[Records contained in a dataset]
_ _ _ _ _

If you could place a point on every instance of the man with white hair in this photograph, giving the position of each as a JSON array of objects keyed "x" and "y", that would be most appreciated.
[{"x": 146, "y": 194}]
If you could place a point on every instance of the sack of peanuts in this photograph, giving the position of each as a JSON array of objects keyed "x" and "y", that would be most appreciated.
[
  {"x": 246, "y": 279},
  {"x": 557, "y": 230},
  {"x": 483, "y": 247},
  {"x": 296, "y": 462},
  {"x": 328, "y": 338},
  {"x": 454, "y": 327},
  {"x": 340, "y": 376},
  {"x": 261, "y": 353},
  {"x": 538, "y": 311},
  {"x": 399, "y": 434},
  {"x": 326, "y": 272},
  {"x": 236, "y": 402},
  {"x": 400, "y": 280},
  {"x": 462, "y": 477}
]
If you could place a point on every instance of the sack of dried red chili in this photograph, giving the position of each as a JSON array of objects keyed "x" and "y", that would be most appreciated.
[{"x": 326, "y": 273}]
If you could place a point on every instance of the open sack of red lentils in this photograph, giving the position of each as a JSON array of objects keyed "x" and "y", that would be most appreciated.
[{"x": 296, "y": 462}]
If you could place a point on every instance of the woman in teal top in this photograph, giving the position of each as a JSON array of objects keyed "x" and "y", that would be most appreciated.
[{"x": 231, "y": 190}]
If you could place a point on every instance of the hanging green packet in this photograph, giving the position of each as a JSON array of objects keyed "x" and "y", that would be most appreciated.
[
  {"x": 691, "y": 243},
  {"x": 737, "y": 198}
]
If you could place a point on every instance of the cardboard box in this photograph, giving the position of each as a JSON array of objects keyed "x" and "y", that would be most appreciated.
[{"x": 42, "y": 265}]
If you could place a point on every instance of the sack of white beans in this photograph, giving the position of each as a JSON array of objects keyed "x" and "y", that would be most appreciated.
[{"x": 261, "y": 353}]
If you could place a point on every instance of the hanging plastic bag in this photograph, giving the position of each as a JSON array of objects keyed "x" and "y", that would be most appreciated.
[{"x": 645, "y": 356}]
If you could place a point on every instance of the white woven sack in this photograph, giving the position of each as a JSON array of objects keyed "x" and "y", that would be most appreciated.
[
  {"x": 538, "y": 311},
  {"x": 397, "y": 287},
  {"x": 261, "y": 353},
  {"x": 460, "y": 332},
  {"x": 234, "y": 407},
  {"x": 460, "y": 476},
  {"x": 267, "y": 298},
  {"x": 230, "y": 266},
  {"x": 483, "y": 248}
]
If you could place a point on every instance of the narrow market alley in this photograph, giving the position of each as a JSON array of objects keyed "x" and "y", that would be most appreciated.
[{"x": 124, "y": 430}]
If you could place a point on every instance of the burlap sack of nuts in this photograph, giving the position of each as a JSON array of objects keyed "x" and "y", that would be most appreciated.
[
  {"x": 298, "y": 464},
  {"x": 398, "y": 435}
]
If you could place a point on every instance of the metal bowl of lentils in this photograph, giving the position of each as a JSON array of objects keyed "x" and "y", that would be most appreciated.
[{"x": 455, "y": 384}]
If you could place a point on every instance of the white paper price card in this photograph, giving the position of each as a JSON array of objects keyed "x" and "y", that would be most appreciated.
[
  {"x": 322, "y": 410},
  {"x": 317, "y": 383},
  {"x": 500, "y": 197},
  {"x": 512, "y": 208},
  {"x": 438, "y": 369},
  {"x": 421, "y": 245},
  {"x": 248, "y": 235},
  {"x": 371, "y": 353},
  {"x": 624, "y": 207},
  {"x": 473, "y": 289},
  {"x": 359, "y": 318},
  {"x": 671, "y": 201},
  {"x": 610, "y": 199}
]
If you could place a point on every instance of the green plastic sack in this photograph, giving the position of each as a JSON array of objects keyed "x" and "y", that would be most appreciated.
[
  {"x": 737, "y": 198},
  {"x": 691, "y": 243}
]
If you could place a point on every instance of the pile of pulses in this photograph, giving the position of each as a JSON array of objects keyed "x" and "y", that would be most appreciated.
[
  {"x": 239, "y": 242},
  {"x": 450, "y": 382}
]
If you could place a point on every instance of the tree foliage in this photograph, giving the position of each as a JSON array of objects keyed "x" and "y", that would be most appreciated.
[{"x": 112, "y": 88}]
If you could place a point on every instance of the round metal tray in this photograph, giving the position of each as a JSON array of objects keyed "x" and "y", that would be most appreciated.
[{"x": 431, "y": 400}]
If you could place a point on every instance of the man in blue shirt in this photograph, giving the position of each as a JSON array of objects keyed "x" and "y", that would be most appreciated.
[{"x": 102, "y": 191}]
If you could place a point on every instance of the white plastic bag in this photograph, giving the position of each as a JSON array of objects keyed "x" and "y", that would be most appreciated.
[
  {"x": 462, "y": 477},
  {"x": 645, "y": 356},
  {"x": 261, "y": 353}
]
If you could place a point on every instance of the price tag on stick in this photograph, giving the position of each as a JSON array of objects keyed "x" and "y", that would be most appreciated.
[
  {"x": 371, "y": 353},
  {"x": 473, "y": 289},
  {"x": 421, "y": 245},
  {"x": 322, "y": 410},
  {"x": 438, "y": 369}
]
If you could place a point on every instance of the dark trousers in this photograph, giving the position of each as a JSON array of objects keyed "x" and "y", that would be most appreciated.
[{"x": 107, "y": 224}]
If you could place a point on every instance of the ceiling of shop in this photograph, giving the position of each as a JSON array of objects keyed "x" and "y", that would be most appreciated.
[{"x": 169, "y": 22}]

_ _ _ _ _

▶ **WORK INSTRUCTION**:
Return all of the entries exactly as they were supplied.

▶ **EXERCISE OUTPUT**:
If you could place a point on every instance of the man with white hair in this photograph, giving the position of each as a JSON array of objects keyed "x" and "y", that would be most appreciated.
[{"x": 146, "y": 194}]
If you could place a point on every instance of the sack of peanuts in this photograph, giving the position of each as a JSON array of objects keyed "x" and "y", that would be most appreciated.
[
  {"x": 246, "y": 279},
  {"x": 557, "y": 230},
  {"x": 483, "y": 247},
  {"x": 296, "y": 462},
  {"x": 328, "y": 338},
  {"x": 454, "y": 327},
  {"x": 340, "y": 376},
  {"x": 261, "y": 353},
  {"x": 538, "y": 311},
  {"x": 399, "y": 434},
  {"x": 326, "y": 272},
  {"x": 236, "y": 402},
  {"x": 400, "y": 280},
  {"x": 462, "y": 477}
]
If you could place a point on every instance of the sack of dried red chili in this photograph, giving the position of each as a JSON array of objects keyed "x" and "y", that would be most appreciated.
[{"x": 326, "y": 273}]
If you could place a point on every instance of the open sack of red lentils in this photograph, giving the position of each as a JSON array of objects keyed "x" and "y", that would be most appreciated.
[{"x": 296, "y": 462}]
If you could place a point on every instance of the woman in teal top in this photograph, giving the position of each as a JSON array of objects keyed "x" and "y", that would be most appreciated.
[{"x": 231, "y": 190}]
If you could place a point on every instance of the hanging green packet in this photograph, giving the position of each as a JSON array of objects keyed "x" and "y", that would be most appreciated.
[
  {"x": 691, "y": 243},
  {"x": 737, "y": 198}
]
If you could place a point on every instance of the cardboard box in this photograph, giving the position of each as a JSON array of objects keyed "x" and "y", that would be most appreciated.
[{"x": 42, "y": 265}]
If you could place a point on every instance of the sack of white beans in this photograph, giving the position of each as a JSON array of objects keyed "x" and "y", that would be most appreciated.
[{"x": 261, "y": 353}]
If you could place a point on every instance of the hanging plastic bag in this photograph, giving the position of each as a JSON array of objects keyed "x" and "y", that would be most appreciated.
[{"x": 645, "y": 356}]
If you could place a point on every instance of the white woven sack in this photograph, giving the position of each as a JSON array of objects keyed "x" and "y", that would be most appreciated.
[
  {"x": 538, "y": 311},
  {"x": 397, "y": 287},
  {"x": 261, "y": 353},
  {"x": 460, "y": 332},
  {"x": 234, "y": 407},
  {"x": 460, "y": 476},
  {"x": 267, "y": 298},
  {"x": 230, "y": 266},
  {"x": 483, "y": 248}
]
If you could place a point on every instance of the narrow market alley in this photograph, giving the position of each as a JSON array of objects keyed "x" and "y", that would be most appreciated.
[{"x": 124, "y": 430}]
If you could place a point on every instance of the burlap sack of nuts in this photograph, giving the position of each as a JSON array of objects keyed "x" and "y", that would be most appreciated.
[
  {"x": 298, "y": 464},
  {"x": 398, "y": 435}
]
If you could place a point on every instance of the metal bowl of lentils in this photograph, giving the position of each as a JSON array of objects keyed "x" and "y", that would be most appreciated.
[{"x": 455, "y": 384}]
If you could place a point on every instance of the white paper price card in this photograph, giving the position of each as a JSON array of objects keyed "x" and "y", that would be most appreciated.
[
  {"x": 322, "y": 410},
  {"x": 317, "y": 383},
  {"x": 500, "y": 197},
  {"x": 512, "y": 208},
  {"x": 438, "y": 369},
  {"x": 421, "y": 245},
  {"x": 248, "y": 235},
  {"x": 371, "y": 353},
  {"x": 624, "y": 207},
  {"x": 473, "y": 289},
  {"x": 359, "y": 318},
  {"x": 671, "y": 201},
  {"x": 610, "y": 199}
]
If you could place a point on every instance of the green plastic sack in this photograph, giving the position of each as a JSON array of objects keyed "x" and "y", that would be most appreciated.
[
  {"x": 737, "y": 198},
  {"x": 691, "y": 243}
]
If you could place a point on every instance of the pile of pulses in this photograph, giving the position of each as a JSON array of objects keyed "x" and "y", that would be most appreciated.
[
  {"x": 239, "y": 242},
  {"x": 450, "y": 382}
]
If you could place a point on every instance of the tree foliage in this photograph, giving the position of each as a JSON array of objects keyed "x" and "y", that would be most appreciated.
[{"x": 112, "y": 88}]
If you could place a point on every instance of the round metal tray in this photograph, giving the position of each as a JSON array of objects keyed "x" and "y", that would be most appreciated.
[{"x": 431, "y": 400}]
If you could place a point on every instance of the man in blue shirt in this photograph, giving the position of each as a JSON array of objects keyed "x" and "y", that would be most appreciated.
[{"x": 102, "y": 191}]
If you could place a point on every instance of the white plastic bag in this photograph, giving the position of each as a JSON array of objects keyed "x" and "y", that would be most appreciated.
[
  {"x": 462, "y": 477},
  {"x": 645, "y": 356},
  {"x": 261, "y": 353}
]
If you could place a point on every instance of the price tag on stick in this photograph, giving the position of each as a JSON array of objects keyed "x" and "y", that would be most appreciated.
[
  {"x": 371, "y": 353},
  {"x": 473, "y": 289},
  {"x": 421, "y": 245},
  {"x": 322, "y": 410},
  {"x": 438, "y": 369}
]
If you could place a point on every instance of the dark trousers in this photograph, giving the position of each as a JSON array of objects keyed "x" and "y", that would be most appreciated.
[{"x": 107, "y": 224}]
If you could place a point on every instance of the ceiling of shop in this photograph, giving the position of each as a JSON array of objects keyed "x" and "y", that would be most appreciated.
[{"x": 169, "y": 22}]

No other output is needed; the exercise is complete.